=== Exercise ===
Transcribe the stretch of the TIPC stale-links thread below from "On 2/8/08, Jon" through "one we go for.", word for word.

=== Quoted text ===
-- begin --
Thanks, Richard.  I was able to squeeze in a few minutes today to do
some sanity testing, and was able to confirm that it fixed the problem
you encountered.  I also showed that the TIPC test suite ran correctly,
thereby proving that the fix doesn't interfere with the forwarding of
fragmented messages.
 
Once I get your confirmation, I'll post the patch on the TIPC website.
 
-- Al

________________________________

From: Richard Lopez [mailto:[EMAIL PROTECTED] 
Sent: Friday, February 08, 2008 4:44 PM
To: Jon Maloy
Cc: Stephens, Allan; [email protected]
Subject: Re: [tipc-discussion] Stale Links


Jon/Allan,

Initial testing shows that Allan's patch works. I would like to get a
little more test time on it before declaring it "good". I will give an
update next week.

Richard


On 2/8/08, Jon Maloy <[EMAIL PROTECTED]> wrote: 

        I looked into Allan's patch, and it seems correct to me. The one
I sent was 
        picked directly from linux-2.6.23, (tipc-1.6), which is not
prepared for 
        packet routing at all.
        So, if Richard can confirm that Allan's patch is working, that
is the one we go for.
         
        ///jon
         

________________________________

        From: Richard Lopez [mailto:[EMAIL PROTECTED] 
        Sent: February 8, 2008 1:40 PM
        To: Stephens, Allan
        Cc: Jon Maloy; [email protected] 
        
        Subject: Re: [tipc-discussion] Stale Links
        

        
        Jon/Allan,
        
        I removed my change and implemented Jon's suggested change and
it fixed the problem I was seeing. Next, I will retest with Allan's
version of the change.
        
        Richard.
        
        
        On 2/8/08, Stephens, Allan <[EMAIL PROTECTED]> wrote:


                Hi Jon/Richard:
                
                It looks like Jon is correct in observing that this
problem was actually
                introduced in TIPC 1.7.  It appears that the check he
identified was
                first updated (by him) to allow for the handling of
routed messages, and
                then mysteriously dropped (by me) during the update
which first
                introduced the link_recv_buf_validate() routine.
-- end --
=== Dataset section ===
-- begin --
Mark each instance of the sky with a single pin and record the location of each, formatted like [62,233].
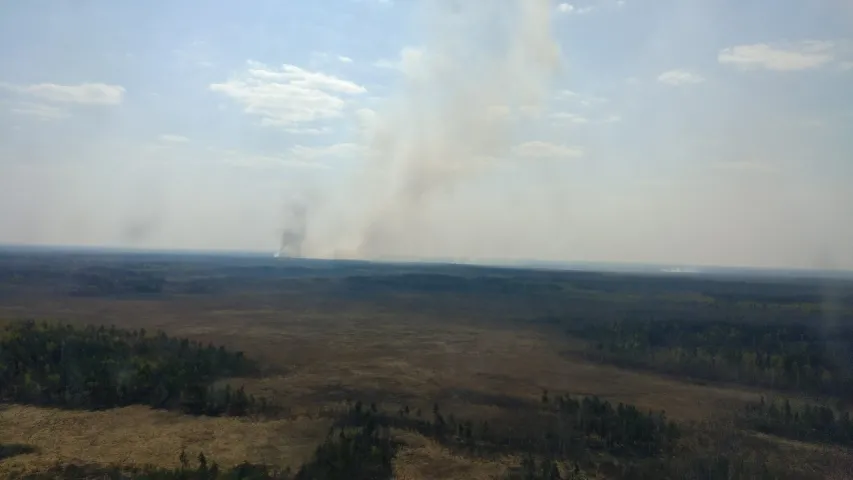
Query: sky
[692,132]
-- end --
=== Correct result ===
On 2/8/08, Jon Maloy <[EMAIL PROTECTED]> wrote: 

        I looked into Allan's patch, and it seems correct to me. The one
I sent was 
        picked directly from linux-2.6.23, (tipc-1.6), which is not
prepared for 
        packet routing at all.
        So, if Richard can confirm that Allan's patch is working, that
is the one we go for.